(Stored entries)
================

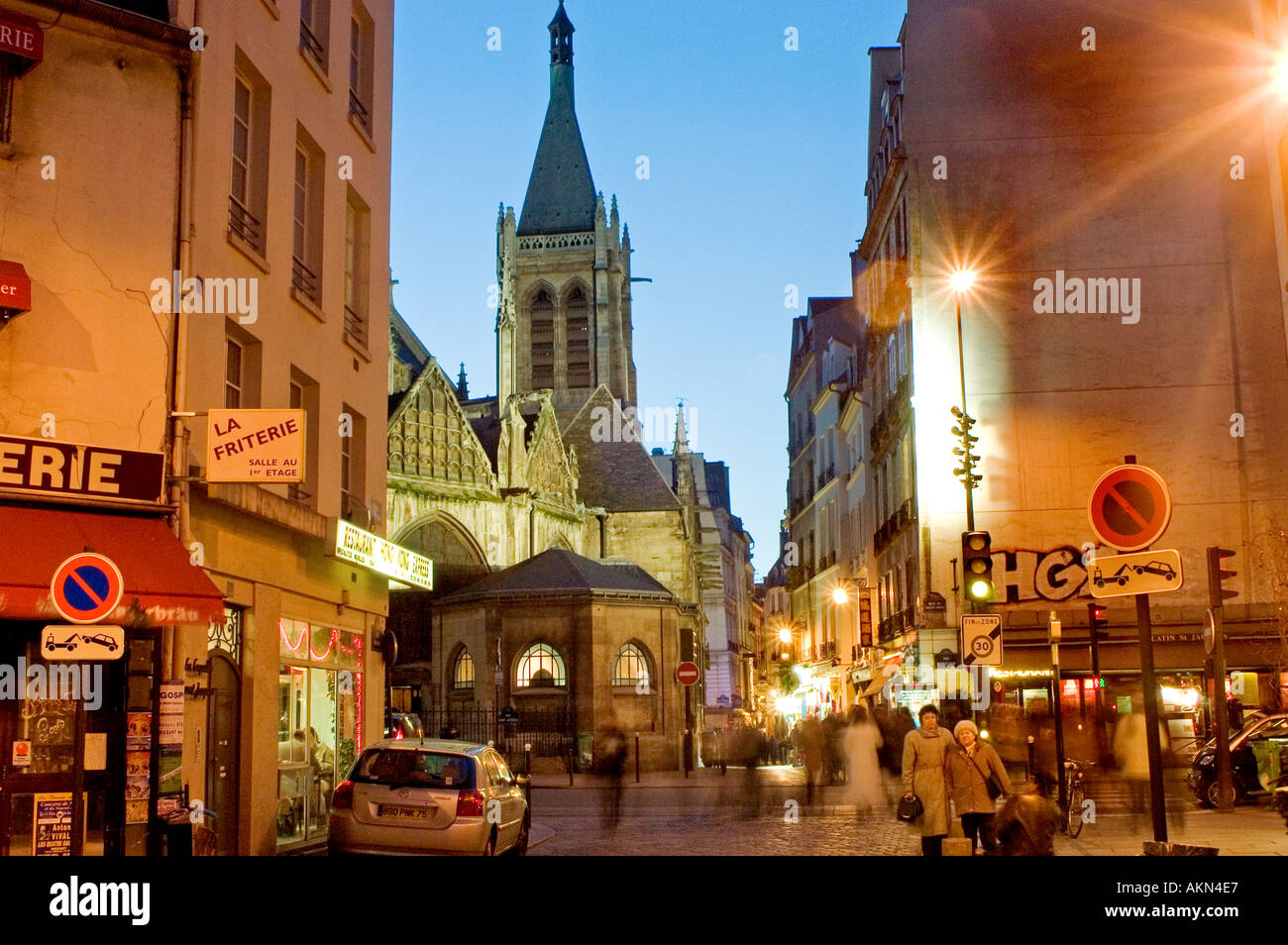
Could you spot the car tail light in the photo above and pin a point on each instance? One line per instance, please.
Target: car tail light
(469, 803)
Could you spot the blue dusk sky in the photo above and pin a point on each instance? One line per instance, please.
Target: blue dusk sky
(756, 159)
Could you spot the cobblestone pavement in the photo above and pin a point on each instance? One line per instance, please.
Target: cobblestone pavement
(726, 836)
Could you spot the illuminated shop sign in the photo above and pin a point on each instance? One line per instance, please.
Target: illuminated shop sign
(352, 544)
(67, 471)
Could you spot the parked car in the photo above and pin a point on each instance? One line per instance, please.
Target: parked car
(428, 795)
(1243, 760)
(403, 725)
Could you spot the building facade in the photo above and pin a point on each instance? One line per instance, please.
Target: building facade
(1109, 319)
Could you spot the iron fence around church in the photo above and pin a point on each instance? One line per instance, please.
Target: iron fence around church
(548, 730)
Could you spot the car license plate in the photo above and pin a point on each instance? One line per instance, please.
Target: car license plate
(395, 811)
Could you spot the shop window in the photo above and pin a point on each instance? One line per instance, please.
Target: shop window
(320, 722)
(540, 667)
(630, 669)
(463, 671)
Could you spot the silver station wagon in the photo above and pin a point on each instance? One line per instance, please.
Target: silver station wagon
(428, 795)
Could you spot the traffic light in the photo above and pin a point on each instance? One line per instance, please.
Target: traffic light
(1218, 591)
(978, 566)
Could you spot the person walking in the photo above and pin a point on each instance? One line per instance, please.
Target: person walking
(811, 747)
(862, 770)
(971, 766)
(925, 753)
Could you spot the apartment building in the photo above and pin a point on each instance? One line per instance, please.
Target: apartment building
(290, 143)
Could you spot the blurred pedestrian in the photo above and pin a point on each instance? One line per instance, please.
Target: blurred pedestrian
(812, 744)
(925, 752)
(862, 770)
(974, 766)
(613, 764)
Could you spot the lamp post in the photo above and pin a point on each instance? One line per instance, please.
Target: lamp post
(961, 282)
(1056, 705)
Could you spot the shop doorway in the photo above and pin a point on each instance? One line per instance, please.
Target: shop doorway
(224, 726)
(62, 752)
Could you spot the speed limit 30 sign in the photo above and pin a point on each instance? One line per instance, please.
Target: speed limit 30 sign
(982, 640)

================

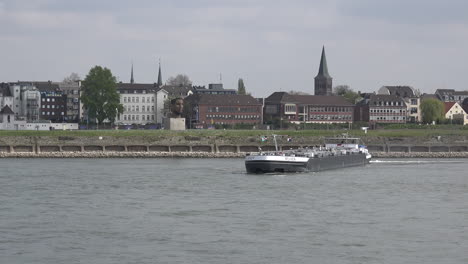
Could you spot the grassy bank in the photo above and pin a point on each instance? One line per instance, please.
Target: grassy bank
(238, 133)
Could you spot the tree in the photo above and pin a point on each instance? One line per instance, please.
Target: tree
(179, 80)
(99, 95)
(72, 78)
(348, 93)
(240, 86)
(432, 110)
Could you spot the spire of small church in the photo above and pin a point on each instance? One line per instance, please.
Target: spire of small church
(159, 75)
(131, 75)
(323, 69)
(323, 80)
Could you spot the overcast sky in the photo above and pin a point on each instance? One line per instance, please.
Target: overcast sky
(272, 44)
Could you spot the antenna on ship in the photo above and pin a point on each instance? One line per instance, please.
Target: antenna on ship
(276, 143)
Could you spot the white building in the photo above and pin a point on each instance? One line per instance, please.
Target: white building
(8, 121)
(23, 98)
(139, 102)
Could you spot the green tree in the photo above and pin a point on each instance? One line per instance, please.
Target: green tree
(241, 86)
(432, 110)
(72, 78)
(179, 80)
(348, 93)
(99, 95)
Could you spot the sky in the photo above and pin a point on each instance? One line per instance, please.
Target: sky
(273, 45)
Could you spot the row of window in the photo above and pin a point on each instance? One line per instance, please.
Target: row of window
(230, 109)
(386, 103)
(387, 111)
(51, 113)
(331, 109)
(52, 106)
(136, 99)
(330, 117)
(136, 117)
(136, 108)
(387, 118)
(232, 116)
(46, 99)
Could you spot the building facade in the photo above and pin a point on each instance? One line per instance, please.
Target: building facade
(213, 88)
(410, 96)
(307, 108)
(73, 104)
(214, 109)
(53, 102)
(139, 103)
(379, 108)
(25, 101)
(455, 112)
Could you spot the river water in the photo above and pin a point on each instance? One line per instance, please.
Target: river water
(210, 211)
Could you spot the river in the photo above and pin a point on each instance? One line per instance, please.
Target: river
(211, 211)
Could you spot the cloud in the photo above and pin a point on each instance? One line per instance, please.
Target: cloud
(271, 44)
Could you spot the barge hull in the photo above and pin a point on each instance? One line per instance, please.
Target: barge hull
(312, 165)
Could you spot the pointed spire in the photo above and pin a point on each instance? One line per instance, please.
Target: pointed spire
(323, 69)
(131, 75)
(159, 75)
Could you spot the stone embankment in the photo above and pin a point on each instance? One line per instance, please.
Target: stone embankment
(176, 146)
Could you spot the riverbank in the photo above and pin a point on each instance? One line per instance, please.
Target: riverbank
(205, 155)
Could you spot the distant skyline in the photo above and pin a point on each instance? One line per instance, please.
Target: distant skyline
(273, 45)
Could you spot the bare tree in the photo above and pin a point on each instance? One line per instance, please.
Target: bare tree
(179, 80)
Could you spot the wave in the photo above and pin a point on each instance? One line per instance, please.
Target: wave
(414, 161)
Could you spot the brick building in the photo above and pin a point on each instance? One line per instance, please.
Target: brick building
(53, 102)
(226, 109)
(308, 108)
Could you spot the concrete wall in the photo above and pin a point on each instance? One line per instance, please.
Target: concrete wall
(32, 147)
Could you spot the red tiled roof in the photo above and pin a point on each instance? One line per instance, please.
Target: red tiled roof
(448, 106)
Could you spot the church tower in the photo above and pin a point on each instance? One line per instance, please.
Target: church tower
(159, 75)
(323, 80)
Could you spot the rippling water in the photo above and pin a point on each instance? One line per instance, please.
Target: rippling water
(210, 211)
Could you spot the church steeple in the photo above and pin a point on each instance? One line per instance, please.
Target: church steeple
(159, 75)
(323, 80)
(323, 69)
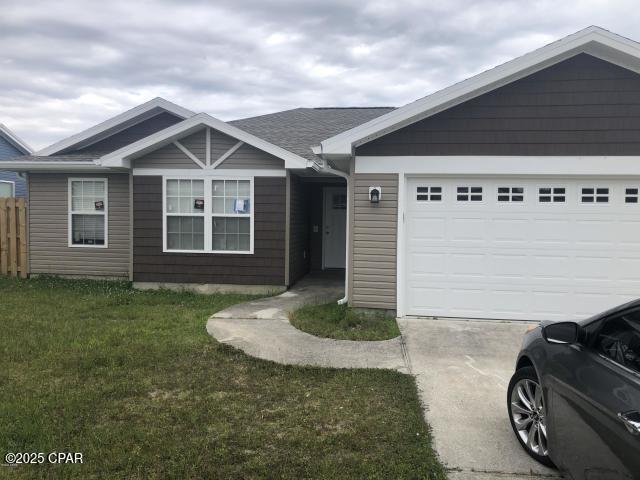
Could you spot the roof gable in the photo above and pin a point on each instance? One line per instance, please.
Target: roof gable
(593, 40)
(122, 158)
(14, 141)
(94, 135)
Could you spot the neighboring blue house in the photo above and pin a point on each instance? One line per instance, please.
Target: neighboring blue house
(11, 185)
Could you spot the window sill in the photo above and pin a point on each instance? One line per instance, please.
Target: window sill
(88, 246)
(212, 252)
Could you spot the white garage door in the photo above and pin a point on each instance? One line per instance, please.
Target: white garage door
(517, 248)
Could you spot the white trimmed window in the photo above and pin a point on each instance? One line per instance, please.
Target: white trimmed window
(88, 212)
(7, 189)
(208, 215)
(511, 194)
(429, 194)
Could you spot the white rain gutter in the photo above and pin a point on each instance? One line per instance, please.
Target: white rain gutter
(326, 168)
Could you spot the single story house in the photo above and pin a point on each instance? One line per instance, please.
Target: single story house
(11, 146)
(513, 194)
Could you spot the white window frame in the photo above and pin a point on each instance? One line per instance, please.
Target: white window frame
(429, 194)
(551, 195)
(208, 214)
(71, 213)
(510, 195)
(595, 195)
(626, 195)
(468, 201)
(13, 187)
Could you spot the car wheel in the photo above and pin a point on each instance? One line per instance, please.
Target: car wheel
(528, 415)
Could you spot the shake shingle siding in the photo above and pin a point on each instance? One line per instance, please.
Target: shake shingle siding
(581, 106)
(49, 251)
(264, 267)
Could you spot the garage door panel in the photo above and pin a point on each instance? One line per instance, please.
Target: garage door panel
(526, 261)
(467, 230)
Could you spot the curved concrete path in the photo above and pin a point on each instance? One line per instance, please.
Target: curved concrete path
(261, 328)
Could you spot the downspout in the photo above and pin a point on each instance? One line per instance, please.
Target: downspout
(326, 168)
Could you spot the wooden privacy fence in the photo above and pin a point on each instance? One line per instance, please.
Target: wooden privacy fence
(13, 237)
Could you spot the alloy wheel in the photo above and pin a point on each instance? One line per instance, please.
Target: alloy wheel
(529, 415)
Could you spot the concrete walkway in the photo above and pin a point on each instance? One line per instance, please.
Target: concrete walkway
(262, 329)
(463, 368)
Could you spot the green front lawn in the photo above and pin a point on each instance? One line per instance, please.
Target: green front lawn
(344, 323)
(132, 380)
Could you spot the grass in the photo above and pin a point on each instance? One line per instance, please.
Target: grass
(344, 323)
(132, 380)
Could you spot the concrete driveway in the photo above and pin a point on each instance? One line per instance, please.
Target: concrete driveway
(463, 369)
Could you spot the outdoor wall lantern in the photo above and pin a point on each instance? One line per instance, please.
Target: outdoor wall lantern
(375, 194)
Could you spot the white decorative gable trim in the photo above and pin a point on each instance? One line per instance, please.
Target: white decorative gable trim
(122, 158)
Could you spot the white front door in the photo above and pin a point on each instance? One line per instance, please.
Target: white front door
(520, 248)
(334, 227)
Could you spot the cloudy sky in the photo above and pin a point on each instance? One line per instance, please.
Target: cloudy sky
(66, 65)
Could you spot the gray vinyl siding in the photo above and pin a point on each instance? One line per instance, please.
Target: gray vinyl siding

================

_Problem requirements_.
The stretch of entries above that starts with the line containing "Target: outdoor wall lantern" and goes on through the line containing "Target: gray vinyl siding" is to be transcribed exactly, and no other line is to be transcribed.

_Output below_.
Target: outdoor wall lantern
(375, 194)
Could you spot the white decorative gable trim in the photo above and pin a point on each instance? One line per instance, please.
Target: white decorative gable trim
(122, 158)
Could you spot the white front door in the photo above and pin a point on each instance? One line per instance, please.
Target: white front door
(520, 248)
(334, 227)
Could you spot the cloudy sky in the photo above and pin a point on each instance? One line per instance, please.
Target: cloudy sky
(66, 65)
Could you spot the gray vinyl siding in the photo above and pin a point on each instance? One line per instance, please.
Target: gray vinyl siding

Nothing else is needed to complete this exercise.